# [ENUNCIADO 1]
Indica si cada afirmación coincide con el texto sobre niños que matan: (a) David Esteban Nocua Monroy tenía 14 años; (b) su cuerpo fue hallado el mismo día en que desapareció; (c) su exnovia tenía 16 años. Responde sí o no a cada una y cita textualmente las palabras que lo deciden.
# [ENUNCIADO 2]
Continúa, por favor, el texto sobre niños que matan a partir de su última oración.

# [FRAGMENTO DADO]
━━━━━━━━━━━━━━━━

Niños que matan
“No hay crimen más difícil de aceptar que aquel cometido por quienes aún no entienden la dimensión de la muerte.”
La violencia infantil no es nueva, pero cada tanto un caso emerge de entre las sombras para recordarnos que algo está podrido, muy podrido, en las entrañas de nuestra sociedad. Eso ocurrió el 8 de mayo de 2024, en la localidad de Usme, Bogotá, cuando David Esteban Nocua Monroy de apenas 14 años desapareció tras salir a encontrarse con su exnovia, una menor de 15. Dos días después, su cuerpo fue hallado sin vida cerca del río Tunjuelito, apuñalado, en una escena que parecía salida de una película de terror adolescente… Pero no lo era, pasa en Colombia.

━━━━━━━━━━━━━━━━

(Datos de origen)

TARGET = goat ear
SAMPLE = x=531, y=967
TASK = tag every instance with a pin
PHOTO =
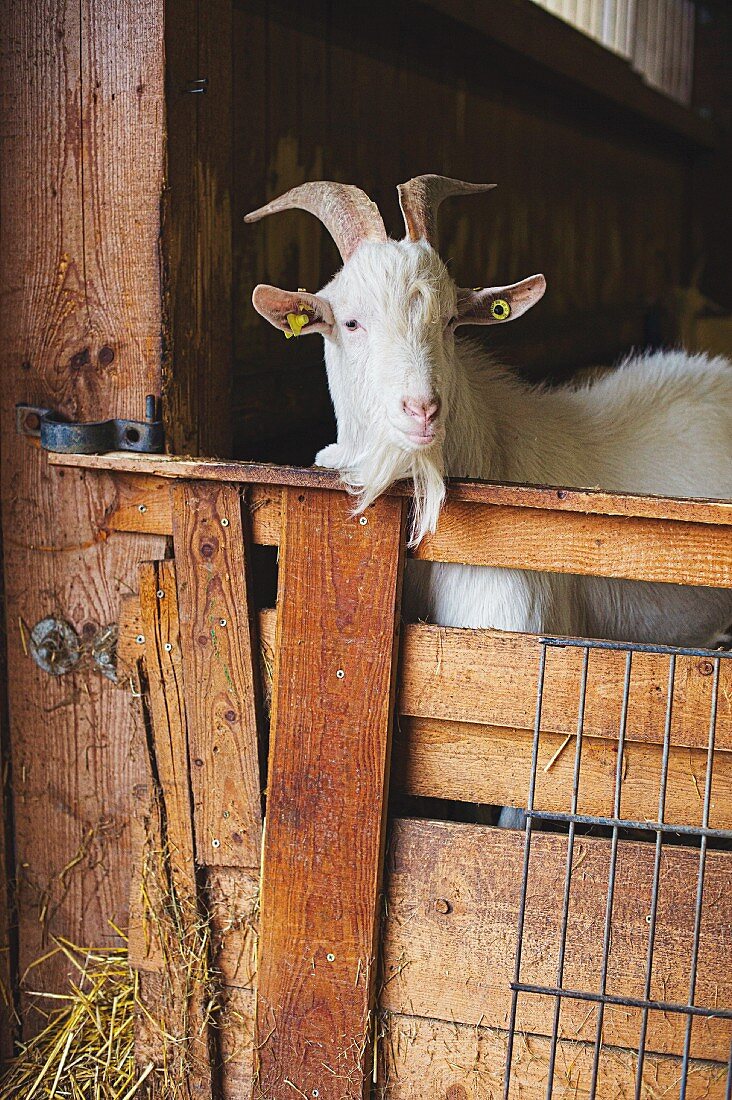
x=498, y=304
x=275, y=305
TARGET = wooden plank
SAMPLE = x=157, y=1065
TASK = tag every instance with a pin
x=552, y=498
x=490, y=677
x=80, y=178
x=432, y=1058
x=450, y=934
x=332, y=700
x=181, y=1002
x=9, y=974
x=571, y=542
x=221, y=686
x=196, y=238
x=159, y=605
x=141, y=503
x=491, y=765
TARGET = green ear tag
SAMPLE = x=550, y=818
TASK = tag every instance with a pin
x=296, y=322
x=500, y=309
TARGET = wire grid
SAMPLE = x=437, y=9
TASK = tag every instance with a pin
x=702, y=833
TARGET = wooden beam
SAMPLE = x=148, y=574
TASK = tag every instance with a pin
x=452, y=897
x=331, y=708
x=548, y=497
x=491, y=765
x=80, y=185
x=490, y=677
x=168, y=871
x=221, y=683
x=571, y=542
x=425, y=1058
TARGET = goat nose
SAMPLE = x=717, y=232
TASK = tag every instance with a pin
x=425, y=411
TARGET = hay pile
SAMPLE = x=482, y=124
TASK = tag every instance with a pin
x=86, y=1051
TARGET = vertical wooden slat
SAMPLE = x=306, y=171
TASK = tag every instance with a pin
x=332, y=703
x=196, y=240
x=179, y=998
x=159, y=606
x=80, y=182
x=220, y=681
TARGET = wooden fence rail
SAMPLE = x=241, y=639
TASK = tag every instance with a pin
x=308, y=1005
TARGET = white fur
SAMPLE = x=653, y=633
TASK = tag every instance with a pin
x=661, y=424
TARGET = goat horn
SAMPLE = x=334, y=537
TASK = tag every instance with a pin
x=347, y=212
x=421, y=197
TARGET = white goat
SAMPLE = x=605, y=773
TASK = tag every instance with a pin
x=413, y=402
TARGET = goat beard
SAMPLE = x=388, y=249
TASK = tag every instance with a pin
x=374, y=471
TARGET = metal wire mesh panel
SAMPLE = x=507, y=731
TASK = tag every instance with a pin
x=624, y=837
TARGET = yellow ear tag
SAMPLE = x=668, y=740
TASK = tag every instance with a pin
x=296, y=322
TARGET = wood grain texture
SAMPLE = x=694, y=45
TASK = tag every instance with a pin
x=167, y=869
x=196, y=241
x=545, y=497
x=141, y=504
x=221, y=686
x=161, y=626
x=491, y=765
x=425, y=1058
x=458, y=965
x=331, y=708
x=570, y=542
x=490, y=677
x=80, y=178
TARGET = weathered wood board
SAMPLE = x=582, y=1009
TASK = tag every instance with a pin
x=449, y=941
x=423, y=1058
x=80, y=177
x=221, y=685
x=491, y=765
x=328, y=778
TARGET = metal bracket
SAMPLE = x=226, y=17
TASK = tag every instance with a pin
x=99, y=437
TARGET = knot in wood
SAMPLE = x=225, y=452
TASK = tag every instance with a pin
x=207, y=548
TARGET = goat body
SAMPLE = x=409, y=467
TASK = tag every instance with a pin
x=659, y=424
x=413, y=400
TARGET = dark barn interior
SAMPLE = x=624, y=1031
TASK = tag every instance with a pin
x=609, y=187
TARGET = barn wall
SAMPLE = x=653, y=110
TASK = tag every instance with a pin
x=589, y=195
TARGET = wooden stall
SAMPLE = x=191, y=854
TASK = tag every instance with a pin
x=135, y=136
x=329, y=979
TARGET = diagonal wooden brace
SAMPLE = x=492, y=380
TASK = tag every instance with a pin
x=338, y=613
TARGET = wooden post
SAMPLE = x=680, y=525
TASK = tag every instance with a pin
x=221, y=684
x=338, y=613
x=80, y=183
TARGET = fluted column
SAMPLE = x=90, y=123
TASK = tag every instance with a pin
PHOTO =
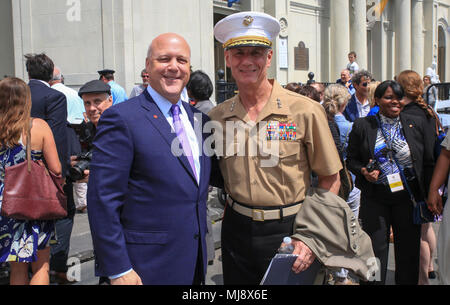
x=403, y=35
x=340, y=36
x=417, y=37
x=358, y=32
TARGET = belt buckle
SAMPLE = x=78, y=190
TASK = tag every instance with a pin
x=258, y=215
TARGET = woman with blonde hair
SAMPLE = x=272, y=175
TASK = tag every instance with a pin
x=412, y=85
x=24, y=242
x=336, y=98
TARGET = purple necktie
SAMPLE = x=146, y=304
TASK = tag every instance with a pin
x=181, y=135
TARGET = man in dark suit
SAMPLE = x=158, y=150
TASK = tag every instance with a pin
x=47, y=103
x=147, y=203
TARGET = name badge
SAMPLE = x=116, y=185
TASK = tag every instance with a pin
x=395, y=182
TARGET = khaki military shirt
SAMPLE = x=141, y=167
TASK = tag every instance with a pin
x=269, y=162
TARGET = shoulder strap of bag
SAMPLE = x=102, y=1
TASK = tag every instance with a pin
x=29, y=146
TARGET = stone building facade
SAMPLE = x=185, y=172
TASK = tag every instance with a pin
x=83, y=36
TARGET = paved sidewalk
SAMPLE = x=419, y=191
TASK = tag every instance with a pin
x=81, y=248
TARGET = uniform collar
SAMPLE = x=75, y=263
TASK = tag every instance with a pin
x=277, y=104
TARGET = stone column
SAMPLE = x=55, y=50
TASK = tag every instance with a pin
x=358, y=32
x=403, y=35
x=340, y=36
x=417, y=37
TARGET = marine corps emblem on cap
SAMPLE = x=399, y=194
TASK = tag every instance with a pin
x=248, y=20
x=247, y=29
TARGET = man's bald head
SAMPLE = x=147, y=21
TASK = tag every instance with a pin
x=164, y=38
x=168, y=65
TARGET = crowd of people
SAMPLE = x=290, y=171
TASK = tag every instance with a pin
x=359, y=149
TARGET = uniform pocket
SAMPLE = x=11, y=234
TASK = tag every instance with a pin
x=233, y=164
x=288, y=165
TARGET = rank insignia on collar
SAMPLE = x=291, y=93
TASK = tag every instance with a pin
x=232, y=106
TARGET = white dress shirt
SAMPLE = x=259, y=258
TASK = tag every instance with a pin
x=164, y=105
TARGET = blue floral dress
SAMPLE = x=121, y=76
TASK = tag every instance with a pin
x=20, y=239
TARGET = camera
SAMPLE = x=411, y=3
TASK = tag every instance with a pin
x=77, y=171
x=371, y=166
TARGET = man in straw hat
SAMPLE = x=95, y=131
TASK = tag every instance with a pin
x=264, y=199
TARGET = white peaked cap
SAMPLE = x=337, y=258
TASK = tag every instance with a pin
x=247, y=29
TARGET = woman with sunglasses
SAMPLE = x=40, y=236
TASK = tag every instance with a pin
x=359, y=105
x=382, y=148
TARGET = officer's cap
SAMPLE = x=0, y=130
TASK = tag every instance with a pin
x=95, y=86
x=247, y=29
x=106, y=72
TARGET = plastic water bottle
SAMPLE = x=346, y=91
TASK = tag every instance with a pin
x=288, y=248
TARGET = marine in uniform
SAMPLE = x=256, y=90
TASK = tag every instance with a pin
x=266, y=183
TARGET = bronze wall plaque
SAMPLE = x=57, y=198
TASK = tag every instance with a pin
x=301, y=57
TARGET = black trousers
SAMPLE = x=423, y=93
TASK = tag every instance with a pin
x=380, y=209
x=248, y=246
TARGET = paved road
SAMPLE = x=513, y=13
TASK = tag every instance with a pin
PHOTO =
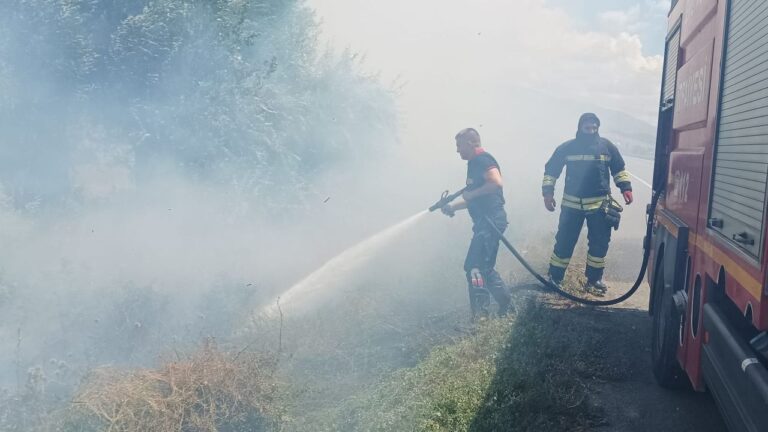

━━━━━━━━━━━━━━━━

# [RESPUESTA 1]
(a) Sí: «de apenas 14 años».
(b) No: «Dos días después, su cuerpo fue hallado sin vida».
(c) No: «su exnovia, una menor de 15».

# [RESPUESTA 2]
Lo que en principio fue un caso de desaparición pronto se transformó en uno de los asesinatos más escalofriantes perpetrados por menores en la capital. El crimen fue planeado: una emboscada urdida entre la exnovia y su nueva pareja, también de 14 años, quienes hoy enfrentan cargos por homicidio agravado. Según confesó el joven cómplice, fue ella con total sangre fría quien apuñaló a David luego de pedirle que se dejara cubrir los ojos porque le tenía una “sorpresa”. Cuando él aceptó, la navaja salió del pantalón de ella y en segundos se derramó la sangre de quien días antes le había salvado la vida tras un intento de suicidio.
Podría pensarse que este es un hecho aislado, una rareza en el historial criminal del país. Pero no lo es. En Colombia, los niños matan y matan cada vez más jóvenes, con más rabia y menos remordimiento, siguiendo la tradición heredada de un país de sangre, de un lugar en donde la violencia es ya no solo el pan de cada día sino la normalidad.
En 2016, en Barranquilla, un menor de 12 años asesinó a su padrastro tras una discusión. En 2022, en Medellín, un joven de 14 apuñaló a su mejor amigo durante una riña escolar. Y en Cali, en 2023, una niña de 13 años fue hallada culpable de haber asfixiado a su hermana menor luego de meses de maltrato familiar encubierto.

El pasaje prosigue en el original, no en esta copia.